**Written request A**
In the records, swap "chimney" for "flue" in the lines starting at the one containing "If you could indicate the chimney" and ending with the one containing "point(1050, 166)". Give back only those lines, with nothing else changed.

**Given passage**

The South East Australian Basketball League (SEABL) was an Australian semi-professional basketball league. The league comprised both a men's and women's competition and was run by the country's governing body, Basketball Australia. The league was one and the same with the Australian Basketball Association (ABA) from its inception in 1981 until 1993. With the inclusion of a North conference from Queensland in 1994, the history of the SEABL and ABA was split from one another for the first time. Over the years, the SEABL boasted teams from Victoria, New South Wales, Queensland, Tasmania, South Australia and the Australian Capital Territory. The league was disbanded following the 2018 season and was replaced by NBL1.

History
The SEABL was first introduced as the South Eastern Basketball League (SEBL) in 1981, with the long-standing South and East conferences later established in 1986. In 1988, the SEBL was renamed the South East Australian Basketball League, and in 1990, a women's competition was introduced. In 1992, the SEABL was renamed the Continental Basketball Association (CBA). The early history of the SEABL and what became known as the Australian Basketball Association (ABA) was one in the same between 1981 and 1993, prior to the CBA's introduction of a North conference from Queensland in 1994. By 2001, the ABA had six conferences, and in 2002, the South and East conferences became known as the South East Australian Basketball League again. Season 2008 marked the final year of the long-standing ABA National Finals series, with the ABA ceasing operations in 2009 and leaving the SEABL as an independent league. In 2012, the women's competition was divided into two conferences for the first time.

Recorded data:
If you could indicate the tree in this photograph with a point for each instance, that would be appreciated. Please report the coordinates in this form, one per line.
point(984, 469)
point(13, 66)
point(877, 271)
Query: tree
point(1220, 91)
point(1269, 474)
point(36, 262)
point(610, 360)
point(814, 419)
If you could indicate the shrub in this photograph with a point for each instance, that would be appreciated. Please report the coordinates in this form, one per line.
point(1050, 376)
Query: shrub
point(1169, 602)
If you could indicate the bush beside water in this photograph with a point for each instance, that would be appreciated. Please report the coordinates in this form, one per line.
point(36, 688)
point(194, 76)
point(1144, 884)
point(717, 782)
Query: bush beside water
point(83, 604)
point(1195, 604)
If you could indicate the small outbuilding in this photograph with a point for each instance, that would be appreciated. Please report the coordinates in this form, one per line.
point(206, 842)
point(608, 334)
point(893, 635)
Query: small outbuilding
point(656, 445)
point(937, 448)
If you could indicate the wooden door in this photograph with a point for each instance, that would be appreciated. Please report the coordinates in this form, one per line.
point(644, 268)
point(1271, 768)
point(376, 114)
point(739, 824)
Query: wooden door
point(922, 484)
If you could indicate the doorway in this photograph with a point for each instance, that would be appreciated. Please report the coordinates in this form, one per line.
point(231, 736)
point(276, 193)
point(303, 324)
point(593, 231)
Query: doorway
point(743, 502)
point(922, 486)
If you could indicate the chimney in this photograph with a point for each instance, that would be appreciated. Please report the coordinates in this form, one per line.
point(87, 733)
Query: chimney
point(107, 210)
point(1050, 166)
...
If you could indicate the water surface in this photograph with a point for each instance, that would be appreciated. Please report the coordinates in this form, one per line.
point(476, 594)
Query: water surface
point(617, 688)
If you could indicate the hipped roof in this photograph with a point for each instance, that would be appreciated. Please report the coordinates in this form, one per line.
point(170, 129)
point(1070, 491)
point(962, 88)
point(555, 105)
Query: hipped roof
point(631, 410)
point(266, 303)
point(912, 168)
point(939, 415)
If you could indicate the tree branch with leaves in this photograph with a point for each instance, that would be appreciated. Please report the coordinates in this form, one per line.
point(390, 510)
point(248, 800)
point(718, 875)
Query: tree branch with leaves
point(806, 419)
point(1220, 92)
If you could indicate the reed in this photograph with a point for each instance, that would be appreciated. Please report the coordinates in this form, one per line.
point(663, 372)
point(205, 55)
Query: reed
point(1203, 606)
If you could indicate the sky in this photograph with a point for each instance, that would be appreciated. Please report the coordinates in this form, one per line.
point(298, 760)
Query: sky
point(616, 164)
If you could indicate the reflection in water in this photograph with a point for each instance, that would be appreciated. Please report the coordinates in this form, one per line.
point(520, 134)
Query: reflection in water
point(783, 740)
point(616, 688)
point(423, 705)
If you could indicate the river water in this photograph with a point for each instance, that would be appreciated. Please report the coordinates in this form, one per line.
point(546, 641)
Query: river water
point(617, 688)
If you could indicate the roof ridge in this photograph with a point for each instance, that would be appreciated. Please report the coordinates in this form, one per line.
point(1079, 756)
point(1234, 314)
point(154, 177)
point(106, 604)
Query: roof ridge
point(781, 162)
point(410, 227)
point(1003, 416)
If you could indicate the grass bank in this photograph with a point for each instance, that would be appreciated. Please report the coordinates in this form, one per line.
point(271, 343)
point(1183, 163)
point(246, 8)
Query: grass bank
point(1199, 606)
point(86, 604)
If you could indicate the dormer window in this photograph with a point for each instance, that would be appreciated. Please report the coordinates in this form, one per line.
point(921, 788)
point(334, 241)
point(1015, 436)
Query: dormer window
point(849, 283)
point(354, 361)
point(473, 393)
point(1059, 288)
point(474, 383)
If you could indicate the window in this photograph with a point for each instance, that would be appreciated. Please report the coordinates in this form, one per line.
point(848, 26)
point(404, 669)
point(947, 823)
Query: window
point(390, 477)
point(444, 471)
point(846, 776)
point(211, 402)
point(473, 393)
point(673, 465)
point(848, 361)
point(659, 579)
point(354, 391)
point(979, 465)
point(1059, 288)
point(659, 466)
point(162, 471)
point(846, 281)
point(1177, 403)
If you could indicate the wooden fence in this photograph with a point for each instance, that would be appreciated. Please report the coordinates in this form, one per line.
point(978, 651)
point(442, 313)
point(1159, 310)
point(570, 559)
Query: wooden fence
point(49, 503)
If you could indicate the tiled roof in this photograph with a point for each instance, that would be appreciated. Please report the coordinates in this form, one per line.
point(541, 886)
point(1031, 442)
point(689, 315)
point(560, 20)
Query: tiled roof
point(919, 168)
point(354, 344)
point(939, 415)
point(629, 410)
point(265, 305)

**Written request B**
Set down the whole text about the South East Australian Basketball League again, word for word.

**Task result A**
If you could indicate the flue in this photograph with a point for each instance, that would be appreciated. Please report the coordinates in this form, one per line.
point(87, 733)
Query: flue
point(107, 210)
point(1050, 166)

**Task result B**
The South East Australian Basketball League (SEABL) was an Australian semi-professional basketball league. The league comprised both a men's and women's competition and was run by the country's governing body, Basketball Australia. The league was one and the same with the Australian Basketball Association (ABA) from its inception in 1981 until 1993. With the inclusion of a North conference from Queensland in 1994, the history of the SEABL and ABA was split from one another for the first time. Over the years, the SEABL boasted teams from Victoria, New South Wales, Queensland, Tasmania, South Australia and the Australian Capital Territory. The league was disbanded following the 2018 season and was replaced by NBL1.

History
The SEABL was first introduced as the South Eastern Basketball League (SEBL) in 1981, with the long-standing South and East conferences later established in 1986. In 1988, the SEBL was renamed the South East Australian Basketball League, and in 1990, a women's competition was introduced. In 1992, the SEABL was renamed the Continental Basketball Association (CBA). The early history of the SEABL and what became known as the Australian Basketball Association (ABA) was one in the same between 1981 and 1993, prior to the CBA's introduction of a North conference from Queensland in 1994. By 2001, the ABA had six conferences, and in 2002, the South and East conferences became known as the South East Australian Basketball League again. Season 2008 marked the final year of the long-standing ABA National Finals series, with the ABA ceasing operations in 2009 and leaving the SEABL as an independent league. In 2012, the women's competition was divided into two conferences for the first time.